» **To do**:
Could you repeat every line of this listing back word for word, without changing anything?

##### Source material #####

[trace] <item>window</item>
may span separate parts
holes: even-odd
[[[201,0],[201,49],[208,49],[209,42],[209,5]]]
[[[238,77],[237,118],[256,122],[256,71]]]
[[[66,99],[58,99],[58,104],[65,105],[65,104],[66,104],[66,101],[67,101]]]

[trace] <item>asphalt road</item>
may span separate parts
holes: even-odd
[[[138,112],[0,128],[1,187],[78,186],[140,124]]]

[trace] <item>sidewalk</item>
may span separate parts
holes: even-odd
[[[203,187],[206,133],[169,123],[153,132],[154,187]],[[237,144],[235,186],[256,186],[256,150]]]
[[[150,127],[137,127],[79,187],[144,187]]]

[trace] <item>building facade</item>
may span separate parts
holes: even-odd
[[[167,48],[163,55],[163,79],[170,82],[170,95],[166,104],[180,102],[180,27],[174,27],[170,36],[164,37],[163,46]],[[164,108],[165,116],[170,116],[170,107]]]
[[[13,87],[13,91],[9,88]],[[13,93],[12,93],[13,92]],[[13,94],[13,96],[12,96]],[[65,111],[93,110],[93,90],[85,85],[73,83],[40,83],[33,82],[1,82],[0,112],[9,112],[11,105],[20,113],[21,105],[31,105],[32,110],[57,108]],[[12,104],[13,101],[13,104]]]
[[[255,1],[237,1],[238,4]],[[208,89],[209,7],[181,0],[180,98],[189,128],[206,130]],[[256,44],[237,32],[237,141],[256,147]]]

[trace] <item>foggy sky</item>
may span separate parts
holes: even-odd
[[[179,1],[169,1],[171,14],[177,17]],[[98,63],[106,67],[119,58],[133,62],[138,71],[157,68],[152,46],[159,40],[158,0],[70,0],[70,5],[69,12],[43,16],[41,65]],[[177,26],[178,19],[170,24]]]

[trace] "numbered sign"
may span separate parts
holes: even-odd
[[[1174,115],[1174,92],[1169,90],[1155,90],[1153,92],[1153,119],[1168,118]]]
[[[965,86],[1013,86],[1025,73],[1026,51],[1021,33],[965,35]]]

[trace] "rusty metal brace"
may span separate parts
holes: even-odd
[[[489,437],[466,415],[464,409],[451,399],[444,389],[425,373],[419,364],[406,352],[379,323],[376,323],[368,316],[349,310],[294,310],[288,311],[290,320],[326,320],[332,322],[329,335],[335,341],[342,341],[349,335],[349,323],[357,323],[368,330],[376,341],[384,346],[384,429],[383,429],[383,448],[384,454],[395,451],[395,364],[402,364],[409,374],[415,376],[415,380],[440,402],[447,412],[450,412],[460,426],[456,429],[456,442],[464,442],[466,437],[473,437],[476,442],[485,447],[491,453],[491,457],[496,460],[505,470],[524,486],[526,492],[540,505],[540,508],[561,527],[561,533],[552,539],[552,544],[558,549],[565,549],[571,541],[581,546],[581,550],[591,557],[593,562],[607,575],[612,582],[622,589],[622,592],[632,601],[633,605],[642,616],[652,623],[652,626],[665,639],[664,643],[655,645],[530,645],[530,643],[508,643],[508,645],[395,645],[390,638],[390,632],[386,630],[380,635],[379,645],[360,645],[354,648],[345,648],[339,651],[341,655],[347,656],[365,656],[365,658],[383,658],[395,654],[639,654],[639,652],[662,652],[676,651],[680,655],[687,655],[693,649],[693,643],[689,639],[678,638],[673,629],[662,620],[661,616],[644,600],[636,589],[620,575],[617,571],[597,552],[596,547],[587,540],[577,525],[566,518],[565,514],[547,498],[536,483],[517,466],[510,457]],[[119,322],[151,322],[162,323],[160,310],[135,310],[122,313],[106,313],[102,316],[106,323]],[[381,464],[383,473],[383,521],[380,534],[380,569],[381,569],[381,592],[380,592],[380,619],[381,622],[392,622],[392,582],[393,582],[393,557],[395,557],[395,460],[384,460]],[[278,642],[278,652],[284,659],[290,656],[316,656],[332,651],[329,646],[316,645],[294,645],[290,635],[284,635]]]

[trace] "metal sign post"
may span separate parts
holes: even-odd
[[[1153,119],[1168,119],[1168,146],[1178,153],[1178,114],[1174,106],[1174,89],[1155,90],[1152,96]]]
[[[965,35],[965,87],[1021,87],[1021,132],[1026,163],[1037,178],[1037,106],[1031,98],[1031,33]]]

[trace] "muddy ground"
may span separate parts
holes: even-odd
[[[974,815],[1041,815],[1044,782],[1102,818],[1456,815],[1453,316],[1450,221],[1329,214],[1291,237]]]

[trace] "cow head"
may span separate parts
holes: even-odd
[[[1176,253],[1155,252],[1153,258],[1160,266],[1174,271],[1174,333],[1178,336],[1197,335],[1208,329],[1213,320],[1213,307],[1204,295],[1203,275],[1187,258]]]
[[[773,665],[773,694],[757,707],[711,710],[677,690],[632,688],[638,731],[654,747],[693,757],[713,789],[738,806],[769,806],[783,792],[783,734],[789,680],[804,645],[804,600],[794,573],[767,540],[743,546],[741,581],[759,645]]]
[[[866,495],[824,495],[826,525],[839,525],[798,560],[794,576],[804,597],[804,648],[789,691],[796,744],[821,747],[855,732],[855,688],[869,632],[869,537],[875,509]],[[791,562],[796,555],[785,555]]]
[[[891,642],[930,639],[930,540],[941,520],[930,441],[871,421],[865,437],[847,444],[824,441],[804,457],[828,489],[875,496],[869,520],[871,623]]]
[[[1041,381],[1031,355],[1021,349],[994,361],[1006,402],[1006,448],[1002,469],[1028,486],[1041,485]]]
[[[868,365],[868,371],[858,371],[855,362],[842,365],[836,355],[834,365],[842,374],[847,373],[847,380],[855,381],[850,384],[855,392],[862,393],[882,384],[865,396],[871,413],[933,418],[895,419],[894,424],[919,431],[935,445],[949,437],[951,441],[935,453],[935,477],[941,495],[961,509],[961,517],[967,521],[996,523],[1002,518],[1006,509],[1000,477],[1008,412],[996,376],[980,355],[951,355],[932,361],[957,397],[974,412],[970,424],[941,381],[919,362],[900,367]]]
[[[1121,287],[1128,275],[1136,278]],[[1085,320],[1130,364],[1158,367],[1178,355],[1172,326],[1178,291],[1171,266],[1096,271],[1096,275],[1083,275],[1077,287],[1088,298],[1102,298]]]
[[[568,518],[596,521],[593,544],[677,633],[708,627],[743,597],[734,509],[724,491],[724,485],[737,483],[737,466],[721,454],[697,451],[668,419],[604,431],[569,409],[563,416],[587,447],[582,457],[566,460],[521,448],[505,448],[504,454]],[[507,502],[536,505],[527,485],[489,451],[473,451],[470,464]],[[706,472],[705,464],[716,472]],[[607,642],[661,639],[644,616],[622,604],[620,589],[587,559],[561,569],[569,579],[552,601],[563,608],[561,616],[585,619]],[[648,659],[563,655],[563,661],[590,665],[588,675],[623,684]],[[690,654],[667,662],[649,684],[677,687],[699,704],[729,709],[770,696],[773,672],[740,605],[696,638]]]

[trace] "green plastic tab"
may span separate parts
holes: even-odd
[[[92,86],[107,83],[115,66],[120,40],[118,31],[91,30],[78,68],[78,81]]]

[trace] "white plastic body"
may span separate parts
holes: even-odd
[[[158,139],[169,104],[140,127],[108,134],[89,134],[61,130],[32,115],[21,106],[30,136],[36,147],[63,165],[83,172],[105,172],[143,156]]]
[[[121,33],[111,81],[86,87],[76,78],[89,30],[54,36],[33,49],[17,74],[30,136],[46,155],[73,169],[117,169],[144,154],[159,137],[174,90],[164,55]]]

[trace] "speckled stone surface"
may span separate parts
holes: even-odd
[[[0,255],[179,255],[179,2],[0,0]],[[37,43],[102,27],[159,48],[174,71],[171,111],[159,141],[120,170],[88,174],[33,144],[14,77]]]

#####

» **Worked solution**:
[trace] <item>window</item>
may span separate parts
holes: even-odd
[[[201,0],[201,49],[208,49],[209,42],[209,5]]]
[[[238,77],[237,118],[256,122],[256,71]]]
[[[66,99],[58,99],[58,104],[65,105],[65,104],[66,104],[66,101],[67,101]]]

[trace] <item>asphalt road</item>
may span separate parts
holes: even-odd
[[[138,112],[0,128],[1,187],[78,186],[140,124]]]

[trace] <item>sidewalk</item>
may span separate parts
holes: even-odd
[[[203,187],[206,133],[169,123],[153,132],[154,187]],[[237,144],[235,186],[256,186],[256,150]]]
[[[150,127],[137,127],[79,187],[144,187]]]

[trace] <item>building facade</item>
may span separate parts
holes: even-odd
[[[167,48],[163,55],[163,79],[170,82],[170,95],[166,104],[180,102],[180,27],[174,27],[170,36],[164,37],[163,46]],[[164,108],[165,116],[170,116],[170,107]]]
[[[13,87],[13,91],[9,88]],[[13,93],[12,93],[13,92]],[[13,94],[13,96],[12,96]],[[65,111],[93,110],[93,90],[85,85],[73,83],[40,83],[33,82],[1,82],[0,112],[9,112],[11,105],[20,113],[21,105],[31,105],[32,110],[57,108]],[[12,104],[13,101],[13,104]]]
[[[255,1],[237,1],[238,4]],[[208,89],[209,7],[181,0],[180,98],[189,128],[206,130]],[[256,44],[237,32],[237,141],[256,147]]]

[trace] <item>foggy sky</item>
may span separate parts
holes: even-odd
[[[179,1],[169,1],[171,14],[177,17]],[[98,63],[106,67],[119,58],[133,62],[138,71],[157,68],[152,46],[159,40],[158,0],[70,0],[70,5],[69,12],[43,16],[41,65]],[[177,26],[178,19],[170,24]]]

[trace] "numbered sign"
may span separate parts
holes: even-odd
[[[1174,115],[1174,92],[1169,90],[1155,90],[1153,92],[1153,119],[1168,118]]]
[[[965,86],[1013,86],[1025,73],[1026,51],[1021,33],[965,35]]]

[trace] "rusty metal brace"
may span separate parts
holes: even-odd
[[[489,437],[466,415],[464,409],[451,399],[444,389],[425,373],[419,364],[406,352],[379,323],[376,323],[368,316],[349,310],[294,310],[288,311],[290,320],[326,320],[332,322],[329,335],[335,341],[342,341],[349,335],[349,323],[357,323],[368,330],[376,341],[384,346],[384,429],[383,429],[383,448],[384,454],[395,451],[395,364],[402,364],[409,374],[415,376],[415,380],[440,402],[447,412],[450,412],[460,426],[456,429],[456,442],[464,442],[466,437],[473,437],[476,442],[485,447],[491,453],[491,457],[496,460],[505,470],[524,486],[526,492],[540,505],[540,508],[561,527],[561,533],[552,539],[552,544],[558,549],[565,549],[571,541],[581,546],[581,550],[591,557],[593,562],[607,575],[612,582],[622,589],[622,592],[632,601],[633,605],[642,616],[652,623],[652,626],[665,639],[664,643],[655,645],[530,645],[530,643],[508,643],[508,645],[395,645],[390,638],[390,632],[386,630],[380,635],[379,645],[360,645],[354,648],[345,648],[339,651],[341,655],[347,656],[365,656],[365,658],[383,658],[395,654],[639,654],[639,652],[662,652],[676,651],[680,655],[687,655],[693,649],[693,643],[689,639],[678,638],[673,629],[662,620],[661,616],[644,600],[636,589],[620,575],[617,571],[597,552],[596,547],[587,540],[577,525],[566,518],[565,514],[547,498],[536,483],[517,466],[510,457]],[[119,322],[151,322],[162,323],[160,310],[135,310],[122,313],[106,313],[102,316],[106,323]],[[381,464],[383,473],[383,521],[380,534],[380,569],[381,569],[381,592],[380,592],[380,619],[381,622],[392,622],[392,582],[393,582],[393,557],[395,557],[395,460],[384,460]],[[278,642],[278,652],[284,659],[290,656],[316,656],[332,651],[329,646],[316,645],[294,645],[290,635],[284,635]]]

[trace] "metal sign post"
may span separate parts
holes: even-odd
[[[1153,119],[1168,119],[1168,146],[1178,153],[1178,114],[1174,106],[1174,89],[1155,90],[1152,96]]]
[[[965,35],[965,87],[1021,87],[1021,132],[1026,163],[1037,178],[1037,106],[1031,98],[1031,33]]]

[trace] "muddy ground"
may span separate parts
holes: even-odd
[[[974,815],[1041,815],[1044,782],[1102,818],[1456,815],[1453,316],[1450,221],[1329,214],[1291,237]]]

[trace] "cow head"
may span separate parts
holes: even-odd
[[[1176,253],[1155,252],[1153,258],[1160,266],[1174,271],[1174,333],[1178,336],[1197,335],[1208,329],[1213,320],[1213,307],[1204,295],[1203,275],[1187,258]]]
[[[773,665],[773,694],[757,707],[711,710],[677,690],[632,688],[638,731],[654,747],[693,757],[713,789],[738,806],[769,806],[783,792],[783,734],[789,680],[804,645],[804,600],[794,573],[767,540],[743,546],[741,581],[759,645]]]
[[[866,495],[824,495],[826,525],[839,525],[798,560],[794,576],[804,597],[804,648],[789,691],[796,744],[821,747],[855,732],[855,688],[869,632],[869,537],[875,509]],[[791,562],[796,555],[785,555]]]
[[[891,642],[930,639],[930,540],[941,520],[930,441],[871,421],[865,437],[847,444],[824,441],[804,457],[828,489],[875,496],[869,520],[871,623]]]
[[[1041,381],[1031,355],[1021,349],[994,361],[1006,402],[1006,448],[1002,469],[1028,486],[1041,485]]]
[[[868,365],[868,371],[858,371],[855,362],[842,365],[836,355],[834,365],[842,374],[847,373],[847,380],[855,381],[850,384],[855,392],[862,393],[882,384],[865,396],[871,413],[933,418],[895,419],[894,424],[919,431],[935,445],[949,437],[951,441],[935,453],[935,477],[941,495],[961,509],[961,517],[967,521],[996,523],[1002,518],[1006,509],[1000,477],[1008,412],[996,376],[980,355],[951,355],[932,361],[957,397],[974,412],[970,424],[941,381],[919,362],[900,367]]]
[[[1121,287],[1128,275],[1136,278]],[[1085,320],[1130,364],[1158,367],[1178,355],[1172,326],[1178,291],[1171,266],[1096,271],[1096,275],[1083,275],[1077,287],[1088,298],[1102,298]]]
[[[568,518],[596,521],[593,544],[677,633],[708,627],[743,597],[734,509],[724,491],[724,485],[737,483],[737,466],[721,454],[697,451],[668,419],[604,431],[569,409],[563,416],[587,447],[582,457],[566,460],[521,448],[505,448],[504,454]],[[507,502],[536,505],[527,485],[489,451],[473,451],[470,464]],[[706,472],[705,464],[716,472]],[[607,642],[661,639],[644,616],[622,604],[620,589],[587,559],[561,569],[569,579],[552,601],[563,608],[561,616],[585,619]],[[648,659],[563,655],[563,661],[590,665],[588,675],[623,684]],[[690,654],[667,662],[649,684],[677,687],[699,704],[729,709],[770,696],[773,672],[740,605],[696,638]]]

[trace] "green plastic tab"
may span separate parts
holes: even-odd
[[[92,86],[107,83],[115,66],[120,40],[118,31],[91,30],[78,68],[78,81]]]

[trace] "white plastic body"
may span separate parts
holes: even-odd
[[[158,139],[169,104],[140,127],[108,134],[89,134],[61,130],[32,115],[21,106],[30,136],[36,147],[63,165],[83,172],[105,172],[143,156]]]
[[[121,33],[111,81],[86,87],[76,78],[89,30],[54,36],[33,49],[17,74],[30,136],[46,155],[73,169],[117,169],[144,154],[159,137],[174,90],[164,55]]]

[trace] "speckled stone surface"
may span separate parts
holes: even-odd
[[[0,255],[179,255],[179,2],[0,0]],[[37,43],[102,27],[159,48],[174,71],[171,111],[159,141],[120,170],[88,174],[33,144],[14,77]]]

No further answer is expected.